CVE-2025-49891

Vulnerability

Overview

The Uxper Booking plugin for WordPress (versions up to and including 1.3.3) contains a blind SQL injection vulnerability due to improper neutralization of special elements used in an SQL command [1]. This flaw allows an attacker to inject arbitrary SQL queries into the database through the plugin's input fields, without needing prior authentication.

Exploitation

The vulnerability is remotely exploitable and does not require any special privileges. Attackers can send crafted HTTP requests to the vulnerable endpoint, injecting SQL commands that are executed blindly. The Patchstack advisory notes that this type of vulnerability is highly dangerous and expected to be used in mass-exploit campaigns targeting thousands of websites regardless of size or popularity [1].

Impact

Successful exploitation enables an attacker to interact directly with the WordPress database. This can lead to the extraction of sensitive information such as user credentials, personal data, and other stored content. The CVSS v3 score of 8.5 (High) reflects the potential for significant data breach and system compromise [1].

Mitigation

Users are strongly advised to update the Uxper Booking plugin to the latest patched version immediately. If an update is not available, contact the plugin vendor or a web developer for assistance. Given the active threat landscape, applying the fix without delay is critical [1].

* **Exercise set**
a) Retype the portion of the CVE-2025-49891 write-up starting with "CVE-2025-49891" and going on through "needing prior authentication.".
b) Using the CVE-2025-49891 write-up, answer these questions.
(i) Which versions of the Uxper Booking plugin are affected?
(ii) What CVSS v3 score does the vulnerability carry?
(iii) Which advisory says this type of vulnerability is expected to be used in mass-exploit campaigns?

* **Stored data**
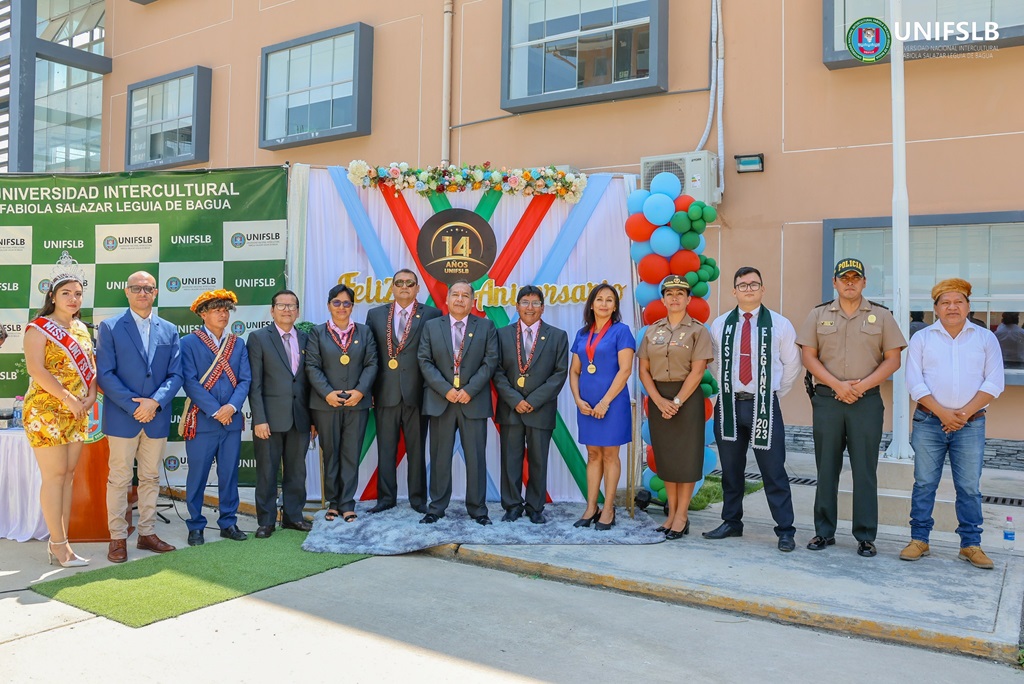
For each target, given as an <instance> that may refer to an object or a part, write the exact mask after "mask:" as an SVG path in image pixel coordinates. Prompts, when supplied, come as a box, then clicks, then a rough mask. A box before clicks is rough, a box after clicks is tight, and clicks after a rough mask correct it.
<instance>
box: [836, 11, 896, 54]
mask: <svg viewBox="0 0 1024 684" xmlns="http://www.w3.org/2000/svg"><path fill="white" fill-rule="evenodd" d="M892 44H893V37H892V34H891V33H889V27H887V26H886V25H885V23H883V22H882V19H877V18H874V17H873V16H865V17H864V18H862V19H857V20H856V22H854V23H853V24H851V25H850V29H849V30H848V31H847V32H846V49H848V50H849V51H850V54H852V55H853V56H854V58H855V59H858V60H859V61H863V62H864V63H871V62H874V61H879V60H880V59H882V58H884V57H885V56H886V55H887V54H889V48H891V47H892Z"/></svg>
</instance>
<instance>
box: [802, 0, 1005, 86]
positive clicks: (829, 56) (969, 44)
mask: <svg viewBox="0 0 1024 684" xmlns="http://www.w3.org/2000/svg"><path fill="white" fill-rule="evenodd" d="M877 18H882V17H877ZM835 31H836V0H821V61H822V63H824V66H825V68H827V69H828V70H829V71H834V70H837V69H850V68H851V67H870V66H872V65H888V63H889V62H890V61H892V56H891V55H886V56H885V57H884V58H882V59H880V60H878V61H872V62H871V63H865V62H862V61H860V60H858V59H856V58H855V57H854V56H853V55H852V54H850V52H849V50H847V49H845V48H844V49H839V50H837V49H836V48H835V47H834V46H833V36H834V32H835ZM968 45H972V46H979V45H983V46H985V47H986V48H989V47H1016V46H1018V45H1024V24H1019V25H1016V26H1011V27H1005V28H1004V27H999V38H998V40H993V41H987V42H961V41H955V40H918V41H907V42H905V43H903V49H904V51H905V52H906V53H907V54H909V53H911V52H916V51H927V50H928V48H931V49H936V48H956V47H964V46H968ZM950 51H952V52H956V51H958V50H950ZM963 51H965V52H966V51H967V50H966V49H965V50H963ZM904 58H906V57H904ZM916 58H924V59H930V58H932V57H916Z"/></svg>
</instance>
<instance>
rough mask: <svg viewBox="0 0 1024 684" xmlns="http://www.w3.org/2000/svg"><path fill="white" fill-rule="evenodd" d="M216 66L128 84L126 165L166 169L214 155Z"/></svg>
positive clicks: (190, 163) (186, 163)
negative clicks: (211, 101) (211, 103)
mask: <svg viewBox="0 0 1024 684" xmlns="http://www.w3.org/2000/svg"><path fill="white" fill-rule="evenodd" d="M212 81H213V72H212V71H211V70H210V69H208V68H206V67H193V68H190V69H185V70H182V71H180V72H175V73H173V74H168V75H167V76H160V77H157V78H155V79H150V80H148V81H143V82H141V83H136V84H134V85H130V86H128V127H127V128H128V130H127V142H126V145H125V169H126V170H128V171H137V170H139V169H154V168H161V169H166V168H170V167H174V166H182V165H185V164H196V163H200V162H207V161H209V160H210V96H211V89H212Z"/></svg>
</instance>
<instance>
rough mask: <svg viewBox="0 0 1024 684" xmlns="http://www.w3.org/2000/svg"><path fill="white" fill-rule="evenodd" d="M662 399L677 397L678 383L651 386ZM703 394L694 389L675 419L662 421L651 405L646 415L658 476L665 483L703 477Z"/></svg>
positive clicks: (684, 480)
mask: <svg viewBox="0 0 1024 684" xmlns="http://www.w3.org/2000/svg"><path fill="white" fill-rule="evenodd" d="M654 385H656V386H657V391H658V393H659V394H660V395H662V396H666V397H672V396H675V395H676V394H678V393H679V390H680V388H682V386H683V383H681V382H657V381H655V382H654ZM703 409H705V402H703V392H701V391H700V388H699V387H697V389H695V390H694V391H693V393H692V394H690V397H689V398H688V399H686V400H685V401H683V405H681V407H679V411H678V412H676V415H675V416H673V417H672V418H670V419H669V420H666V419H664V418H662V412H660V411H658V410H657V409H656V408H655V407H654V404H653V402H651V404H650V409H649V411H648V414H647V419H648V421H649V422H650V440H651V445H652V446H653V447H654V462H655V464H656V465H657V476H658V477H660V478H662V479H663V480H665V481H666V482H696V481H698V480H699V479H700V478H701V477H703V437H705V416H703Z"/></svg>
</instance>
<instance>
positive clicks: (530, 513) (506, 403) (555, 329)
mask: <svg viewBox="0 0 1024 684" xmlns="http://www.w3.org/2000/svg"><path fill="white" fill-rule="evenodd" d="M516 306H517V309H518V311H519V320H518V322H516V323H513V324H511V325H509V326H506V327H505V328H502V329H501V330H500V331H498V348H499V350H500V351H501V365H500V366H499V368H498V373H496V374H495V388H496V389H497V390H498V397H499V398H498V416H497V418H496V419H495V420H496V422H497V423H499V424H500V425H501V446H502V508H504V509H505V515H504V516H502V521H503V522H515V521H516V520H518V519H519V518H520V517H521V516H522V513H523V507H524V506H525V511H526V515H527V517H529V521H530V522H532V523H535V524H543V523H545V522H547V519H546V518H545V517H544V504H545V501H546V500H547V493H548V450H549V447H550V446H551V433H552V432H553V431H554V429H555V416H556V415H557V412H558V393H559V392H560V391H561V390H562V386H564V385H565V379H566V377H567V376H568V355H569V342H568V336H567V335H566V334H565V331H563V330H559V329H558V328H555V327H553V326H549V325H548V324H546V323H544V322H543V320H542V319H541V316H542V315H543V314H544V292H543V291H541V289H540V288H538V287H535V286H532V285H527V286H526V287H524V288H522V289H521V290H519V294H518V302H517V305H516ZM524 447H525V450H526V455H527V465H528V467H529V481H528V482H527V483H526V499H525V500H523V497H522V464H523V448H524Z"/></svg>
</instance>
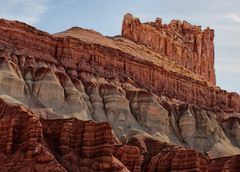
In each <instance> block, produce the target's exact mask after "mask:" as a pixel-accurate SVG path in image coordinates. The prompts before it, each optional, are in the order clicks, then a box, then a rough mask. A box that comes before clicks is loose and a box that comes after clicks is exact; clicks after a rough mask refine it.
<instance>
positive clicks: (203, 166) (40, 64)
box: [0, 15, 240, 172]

* **Answers to the problems**
a)
CVE-2025-49891

Vulnerability

Overview

The Uxper Booking plugin for WordPress (versions up to and including 1.3.3) contains a blind SQL injection vulnerability due to improper neutralization of special elements used in an SQL command [1]. This flaw allows an attacker to inject arbitrary SQL queries into the database through the plugin's input fields, without needing prior authentication.

b)
(i) Versions up to and including 1.3.3.
(ii) 8.5 (High).
(iii) The Patchstack advisory.